__Record list__

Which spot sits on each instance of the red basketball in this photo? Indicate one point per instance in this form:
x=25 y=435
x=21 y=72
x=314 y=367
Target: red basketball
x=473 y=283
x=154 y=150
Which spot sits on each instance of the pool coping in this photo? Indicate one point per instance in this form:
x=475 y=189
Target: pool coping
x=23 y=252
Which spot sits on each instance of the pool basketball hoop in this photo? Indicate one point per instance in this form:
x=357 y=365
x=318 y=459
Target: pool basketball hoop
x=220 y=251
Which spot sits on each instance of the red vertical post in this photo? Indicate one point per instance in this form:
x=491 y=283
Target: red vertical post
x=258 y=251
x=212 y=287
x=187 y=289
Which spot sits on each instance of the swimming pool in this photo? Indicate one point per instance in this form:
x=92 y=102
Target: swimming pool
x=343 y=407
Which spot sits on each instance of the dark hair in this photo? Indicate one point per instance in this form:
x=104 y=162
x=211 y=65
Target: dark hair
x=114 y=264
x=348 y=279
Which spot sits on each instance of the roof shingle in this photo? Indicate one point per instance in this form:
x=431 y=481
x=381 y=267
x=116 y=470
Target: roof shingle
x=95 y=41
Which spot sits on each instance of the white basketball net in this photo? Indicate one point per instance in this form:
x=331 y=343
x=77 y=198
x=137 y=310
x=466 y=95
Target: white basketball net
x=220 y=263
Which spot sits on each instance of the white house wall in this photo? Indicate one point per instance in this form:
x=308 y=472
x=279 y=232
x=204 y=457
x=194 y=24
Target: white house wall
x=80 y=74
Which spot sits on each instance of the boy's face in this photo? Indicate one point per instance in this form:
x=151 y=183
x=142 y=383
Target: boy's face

__Short exercise__
Rewrite all the records above, changing "Target:" to "Label:" wherever it appears and leaving everything else unchanged.

__Written answer__
Which spot sits on each instance of the red basketball in this photo? Indicate one point per instance in this form:
x=25 y=435
x=21 y=72
x=314 y=367
Label: red basketball
x=473 y=283
x=154 y=150
Which spot sits on each instance of the pool coping in this photo? Indicate one point per instance in this form:
x=475 y=189
Label: pool coping
x=23 y=252
Which spot sits on each instance of the pool basketball hoop in this photo? Indicate one point per instance in this form:
x=357 y=365
x=318 y=459
Label: pool basketball hoop
x=220 y=251
Which spot sits on each instance of the red vertical post in this photo? Indicate one point per instance in this form:
x=491 y=283
Label: red vertical post
x=258 y=251
x=212 y=287
x=187 y=289
Which spot sits on each instance of the swimming pool in this photo? Indicate one point per instance in this form:
x=92 y=102
Label: swimming pool
x=343 y=407
Which spot sits on each instance of the dark hair in this photo? Indicate one point per instance in this form:
x=104 y=162
x=211 y=65
Label: dark hair
x=114 y=264
x=348 y=279
Which spot sits on each instance of the roof shingle in this photo? Indicate one point per instance in this form:
x=431 y=481
x=381 y=267
x=116 y=470
Label: roof shingle
x=95 y=41
Which spot sits on each instance of the white basketball net in this photo? Indicate one point per instance in this form:
x=331 y=343
x=77 y=198
x=137 y=310
x=466 y=95
Label: white basketball net
x=220 y=263
Which spot sits on each instance of the white house wall in this photo? Indicate one point per instance in this form:
x=308 y=472
x=279 y=232
x=204 y=457
x=194 y=24
Label: white house wall
x=80 y=74
Which spot sits on each instance of the boy's face in this photo? Indicate one point per instance in this form:
x=151 y=183
x=142 y=383
Label: boy's face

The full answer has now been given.